Goal of the exercise: How many lines of the entries contain the string "shoulder", with case counting? Give only the number.

Entries from a data collection:
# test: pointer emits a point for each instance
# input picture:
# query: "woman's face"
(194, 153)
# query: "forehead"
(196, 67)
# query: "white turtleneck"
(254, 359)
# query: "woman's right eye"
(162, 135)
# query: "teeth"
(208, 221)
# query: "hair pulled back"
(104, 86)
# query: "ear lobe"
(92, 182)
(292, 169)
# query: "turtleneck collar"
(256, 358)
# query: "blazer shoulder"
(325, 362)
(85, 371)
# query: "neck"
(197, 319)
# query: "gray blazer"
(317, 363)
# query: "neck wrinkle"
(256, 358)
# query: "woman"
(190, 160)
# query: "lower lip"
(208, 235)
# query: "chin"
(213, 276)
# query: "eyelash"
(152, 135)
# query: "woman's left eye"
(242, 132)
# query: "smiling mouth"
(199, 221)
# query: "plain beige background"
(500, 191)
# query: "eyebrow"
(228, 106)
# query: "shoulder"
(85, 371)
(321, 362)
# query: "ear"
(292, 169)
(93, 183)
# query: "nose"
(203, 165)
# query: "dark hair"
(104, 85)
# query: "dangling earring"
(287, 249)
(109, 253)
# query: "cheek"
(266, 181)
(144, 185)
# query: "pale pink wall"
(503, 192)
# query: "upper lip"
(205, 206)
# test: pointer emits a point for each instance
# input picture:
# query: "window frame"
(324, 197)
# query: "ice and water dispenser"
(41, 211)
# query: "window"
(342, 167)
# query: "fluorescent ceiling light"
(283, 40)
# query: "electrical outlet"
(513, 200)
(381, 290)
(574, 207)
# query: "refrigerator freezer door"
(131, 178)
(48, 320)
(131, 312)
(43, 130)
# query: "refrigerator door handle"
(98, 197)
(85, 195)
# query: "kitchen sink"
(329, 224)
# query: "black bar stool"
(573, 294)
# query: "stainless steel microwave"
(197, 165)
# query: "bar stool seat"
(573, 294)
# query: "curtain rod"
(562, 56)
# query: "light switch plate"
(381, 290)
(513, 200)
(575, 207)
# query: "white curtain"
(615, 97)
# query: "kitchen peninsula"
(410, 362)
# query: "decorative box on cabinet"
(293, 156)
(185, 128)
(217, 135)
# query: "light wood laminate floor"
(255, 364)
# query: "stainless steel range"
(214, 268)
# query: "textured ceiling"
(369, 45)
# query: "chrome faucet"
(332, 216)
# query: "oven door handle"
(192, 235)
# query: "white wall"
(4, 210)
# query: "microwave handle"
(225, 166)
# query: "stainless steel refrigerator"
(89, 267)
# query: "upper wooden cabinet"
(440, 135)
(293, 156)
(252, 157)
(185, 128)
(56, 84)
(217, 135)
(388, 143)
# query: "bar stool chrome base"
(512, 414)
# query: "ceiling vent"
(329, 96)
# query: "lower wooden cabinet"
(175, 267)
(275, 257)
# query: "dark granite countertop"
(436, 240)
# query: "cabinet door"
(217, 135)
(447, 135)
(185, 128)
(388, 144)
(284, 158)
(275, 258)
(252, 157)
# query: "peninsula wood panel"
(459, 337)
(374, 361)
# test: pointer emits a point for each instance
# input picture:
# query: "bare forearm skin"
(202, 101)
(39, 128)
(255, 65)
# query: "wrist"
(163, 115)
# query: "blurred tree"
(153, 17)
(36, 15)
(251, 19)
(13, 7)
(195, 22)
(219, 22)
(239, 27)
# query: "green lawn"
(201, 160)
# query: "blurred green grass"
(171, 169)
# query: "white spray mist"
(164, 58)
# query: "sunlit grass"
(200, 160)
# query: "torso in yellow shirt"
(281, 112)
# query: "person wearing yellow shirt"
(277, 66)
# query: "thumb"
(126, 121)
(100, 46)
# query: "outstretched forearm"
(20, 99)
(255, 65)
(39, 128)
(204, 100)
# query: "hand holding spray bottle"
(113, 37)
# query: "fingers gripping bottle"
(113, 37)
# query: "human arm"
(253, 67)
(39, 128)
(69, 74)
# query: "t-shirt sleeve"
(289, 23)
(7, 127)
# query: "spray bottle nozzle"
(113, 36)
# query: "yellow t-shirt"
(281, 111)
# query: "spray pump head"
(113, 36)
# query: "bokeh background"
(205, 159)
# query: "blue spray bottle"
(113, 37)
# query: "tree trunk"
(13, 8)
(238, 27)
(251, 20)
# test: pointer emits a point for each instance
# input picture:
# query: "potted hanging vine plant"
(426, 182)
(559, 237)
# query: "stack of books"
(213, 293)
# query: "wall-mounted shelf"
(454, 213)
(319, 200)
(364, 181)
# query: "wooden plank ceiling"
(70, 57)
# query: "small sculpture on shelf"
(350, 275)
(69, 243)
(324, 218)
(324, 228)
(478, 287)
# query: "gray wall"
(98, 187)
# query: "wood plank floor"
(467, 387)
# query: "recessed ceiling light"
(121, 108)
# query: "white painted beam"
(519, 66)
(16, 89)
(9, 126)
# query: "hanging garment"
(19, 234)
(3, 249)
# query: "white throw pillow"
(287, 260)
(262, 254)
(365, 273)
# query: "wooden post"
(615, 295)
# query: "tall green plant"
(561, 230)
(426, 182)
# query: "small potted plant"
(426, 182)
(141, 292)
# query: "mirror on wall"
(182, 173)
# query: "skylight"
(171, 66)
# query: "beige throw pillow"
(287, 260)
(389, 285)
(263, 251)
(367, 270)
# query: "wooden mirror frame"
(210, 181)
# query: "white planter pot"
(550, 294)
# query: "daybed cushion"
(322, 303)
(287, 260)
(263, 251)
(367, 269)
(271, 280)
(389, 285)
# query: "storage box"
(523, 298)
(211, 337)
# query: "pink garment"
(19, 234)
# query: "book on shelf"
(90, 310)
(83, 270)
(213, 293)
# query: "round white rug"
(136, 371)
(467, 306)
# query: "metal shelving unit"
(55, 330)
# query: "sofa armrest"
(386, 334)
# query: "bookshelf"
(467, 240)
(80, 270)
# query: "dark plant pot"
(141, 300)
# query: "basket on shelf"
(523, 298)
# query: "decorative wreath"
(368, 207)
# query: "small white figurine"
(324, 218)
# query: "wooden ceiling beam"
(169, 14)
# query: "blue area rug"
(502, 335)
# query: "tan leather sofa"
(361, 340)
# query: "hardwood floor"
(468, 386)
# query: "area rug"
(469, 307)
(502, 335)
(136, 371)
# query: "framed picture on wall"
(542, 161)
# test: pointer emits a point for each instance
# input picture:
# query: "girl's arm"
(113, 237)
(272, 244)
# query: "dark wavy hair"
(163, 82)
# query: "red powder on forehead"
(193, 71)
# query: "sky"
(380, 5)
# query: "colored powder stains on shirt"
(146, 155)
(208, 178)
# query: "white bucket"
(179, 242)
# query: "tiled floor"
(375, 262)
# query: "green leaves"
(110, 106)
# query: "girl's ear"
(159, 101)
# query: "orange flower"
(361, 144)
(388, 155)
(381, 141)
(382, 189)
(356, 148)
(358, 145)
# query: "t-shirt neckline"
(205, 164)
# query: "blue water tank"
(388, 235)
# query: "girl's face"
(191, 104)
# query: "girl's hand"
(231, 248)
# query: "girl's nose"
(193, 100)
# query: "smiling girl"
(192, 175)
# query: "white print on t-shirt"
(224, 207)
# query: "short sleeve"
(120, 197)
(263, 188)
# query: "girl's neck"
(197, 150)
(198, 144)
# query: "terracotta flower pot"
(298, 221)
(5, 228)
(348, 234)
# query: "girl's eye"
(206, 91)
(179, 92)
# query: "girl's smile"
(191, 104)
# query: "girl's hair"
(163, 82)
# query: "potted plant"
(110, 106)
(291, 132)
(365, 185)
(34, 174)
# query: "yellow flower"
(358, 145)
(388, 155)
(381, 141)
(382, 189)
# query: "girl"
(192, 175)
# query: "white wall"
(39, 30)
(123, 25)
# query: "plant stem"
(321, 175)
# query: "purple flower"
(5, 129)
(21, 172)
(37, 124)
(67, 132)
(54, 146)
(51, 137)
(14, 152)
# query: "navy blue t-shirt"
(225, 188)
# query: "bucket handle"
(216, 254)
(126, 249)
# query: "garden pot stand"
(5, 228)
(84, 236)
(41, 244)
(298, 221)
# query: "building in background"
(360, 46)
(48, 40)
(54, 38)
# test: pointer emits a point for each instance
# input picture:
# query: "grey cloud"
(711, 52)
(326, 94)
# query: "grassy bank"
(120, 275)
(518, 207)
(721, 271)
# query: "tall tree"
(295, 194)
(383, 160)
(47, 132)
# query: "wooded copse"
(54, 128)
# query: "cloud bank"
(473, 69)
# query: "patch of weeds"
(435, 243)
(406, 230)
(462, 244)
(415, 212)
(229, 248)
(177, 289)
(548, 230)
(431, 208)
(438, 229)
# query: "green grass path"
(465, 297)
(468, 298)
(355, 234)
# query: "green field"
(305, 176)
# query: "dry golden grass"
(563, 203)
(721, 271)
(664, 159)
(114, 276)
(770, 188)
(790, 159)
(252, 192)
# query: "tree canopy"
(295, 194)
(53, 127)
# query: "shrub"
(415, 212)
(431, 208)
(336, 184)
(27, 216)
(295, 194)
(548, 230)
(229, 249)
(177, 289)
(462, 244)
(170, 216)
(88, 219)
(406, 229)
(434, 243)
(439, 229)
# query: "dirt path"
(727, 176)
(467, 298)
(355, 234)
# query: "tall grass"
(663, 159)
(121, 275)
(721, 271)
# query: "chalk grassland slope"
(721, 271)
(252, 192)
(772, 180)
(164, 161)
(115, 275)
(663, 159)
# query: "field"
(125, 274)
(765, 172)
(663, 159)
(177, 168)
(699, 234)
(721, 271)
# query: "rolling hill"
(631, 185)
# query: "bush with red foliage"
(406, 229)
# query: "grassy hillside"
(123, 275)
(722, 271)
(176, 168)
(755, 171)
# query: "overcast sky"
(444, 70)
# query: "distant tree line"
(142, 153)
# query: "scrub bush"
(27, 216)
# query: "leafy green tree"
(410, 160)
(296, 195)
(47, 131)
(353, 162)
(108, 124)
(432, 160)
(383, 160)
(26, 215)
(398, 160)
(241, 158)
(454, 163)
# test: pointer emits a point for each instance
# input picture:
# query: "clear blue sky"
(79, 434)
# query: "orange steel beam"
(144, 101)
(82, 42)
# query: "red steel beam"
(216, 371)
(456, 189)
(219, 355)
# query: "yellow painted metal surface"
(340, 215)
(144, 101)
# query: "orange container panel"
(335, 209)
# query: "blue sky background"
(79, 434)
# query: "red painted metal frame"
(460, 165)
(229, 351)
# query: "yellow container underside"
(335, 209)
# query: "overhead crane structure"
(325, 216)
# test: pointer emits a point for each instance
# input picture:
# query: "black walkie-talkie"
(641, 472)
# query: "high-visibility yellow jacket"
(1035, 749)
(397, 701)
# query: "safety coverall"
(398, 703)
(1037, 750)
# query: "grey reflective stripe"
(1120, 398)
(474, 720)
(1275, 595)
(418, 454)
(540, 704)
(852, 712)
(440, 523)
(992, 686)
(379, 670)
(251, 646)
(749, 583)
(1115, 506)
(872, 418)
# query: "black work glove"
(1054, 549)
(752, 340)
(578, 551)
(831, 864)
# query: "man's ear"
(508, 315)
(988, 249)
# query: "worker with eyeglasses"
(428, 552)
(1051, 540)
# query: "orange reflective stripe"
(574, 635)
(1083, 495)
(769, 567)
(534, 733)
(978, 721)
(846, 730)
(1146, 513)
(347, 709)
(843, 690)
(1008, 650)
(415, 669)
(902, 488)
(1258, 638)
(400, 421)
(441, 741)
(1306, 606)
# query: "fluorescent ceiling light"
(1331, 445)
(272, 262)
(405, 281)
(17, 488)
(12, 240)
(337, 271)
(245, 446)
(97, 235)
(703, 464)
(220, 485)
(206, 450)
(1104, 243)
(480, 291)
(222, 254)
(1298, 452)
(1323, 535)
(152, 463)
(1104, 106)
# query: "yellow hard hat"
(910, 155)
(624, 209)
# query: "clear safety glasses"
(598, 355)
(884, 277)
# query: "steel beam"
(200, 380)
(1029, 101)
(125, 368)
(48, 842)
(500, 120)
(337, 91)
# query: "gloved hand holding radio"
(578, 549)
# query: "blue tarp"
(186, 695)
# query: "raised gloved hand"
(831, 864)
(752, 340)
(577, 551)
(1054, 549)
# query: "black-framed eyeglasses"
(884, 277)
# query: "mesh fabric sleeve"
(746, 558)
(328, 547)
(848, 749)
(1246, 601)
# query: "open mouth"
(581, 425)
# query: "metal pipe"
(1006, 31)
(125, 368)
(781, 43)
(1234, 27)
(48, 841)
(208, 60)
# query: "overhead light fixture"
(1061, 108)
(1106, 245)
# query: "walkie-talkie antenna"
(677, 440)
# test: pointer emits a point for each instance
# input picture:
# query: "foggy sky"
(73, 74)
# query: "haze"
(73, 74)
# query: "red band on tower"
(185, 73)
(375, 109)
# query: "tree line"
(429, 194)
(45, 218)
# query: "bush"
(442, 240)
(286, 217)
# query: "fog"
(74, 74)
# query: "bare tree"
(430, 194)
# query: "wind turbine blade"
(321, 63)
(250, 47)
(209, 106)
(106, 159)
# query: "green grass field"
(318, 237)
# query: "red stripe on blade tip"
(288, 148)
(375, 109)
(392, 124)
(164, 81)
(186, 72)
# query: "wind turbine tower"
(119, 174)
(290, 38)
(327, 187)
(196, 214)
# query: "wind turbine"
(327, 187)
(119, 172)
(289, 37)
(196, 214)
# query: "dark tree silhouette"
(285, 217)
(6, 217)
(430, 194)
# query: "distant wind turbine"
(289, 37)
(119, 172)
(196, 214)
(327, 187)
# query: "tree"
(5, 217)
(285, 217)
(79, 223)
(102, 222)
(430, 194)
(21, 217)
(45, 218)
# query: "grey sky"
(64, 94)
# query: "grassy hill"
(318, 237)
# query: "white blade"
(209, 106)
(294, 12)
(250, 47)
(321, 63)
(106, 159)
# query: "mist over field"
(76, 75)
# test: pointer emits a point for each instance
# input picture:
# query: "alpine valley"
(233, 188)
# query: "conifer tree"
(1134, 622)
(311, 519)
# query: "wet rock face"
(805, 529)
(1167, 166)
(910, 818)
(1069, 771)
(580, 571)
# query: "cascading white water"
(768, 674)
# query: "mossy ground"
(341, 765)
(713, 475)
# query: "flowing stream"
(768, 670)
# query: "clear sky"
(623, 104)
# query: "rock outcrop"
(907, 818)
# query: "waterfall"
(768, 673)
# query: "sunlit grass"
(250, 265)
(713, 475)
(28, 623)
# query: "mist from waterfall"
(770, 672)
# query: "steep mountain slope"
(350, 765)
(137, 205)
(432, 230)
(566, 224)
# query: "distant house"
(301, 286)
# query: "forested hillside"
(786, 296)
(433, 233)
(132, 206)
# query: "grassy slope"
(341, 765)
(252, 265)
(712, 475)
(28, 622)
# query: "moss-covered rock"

Solved problem: 2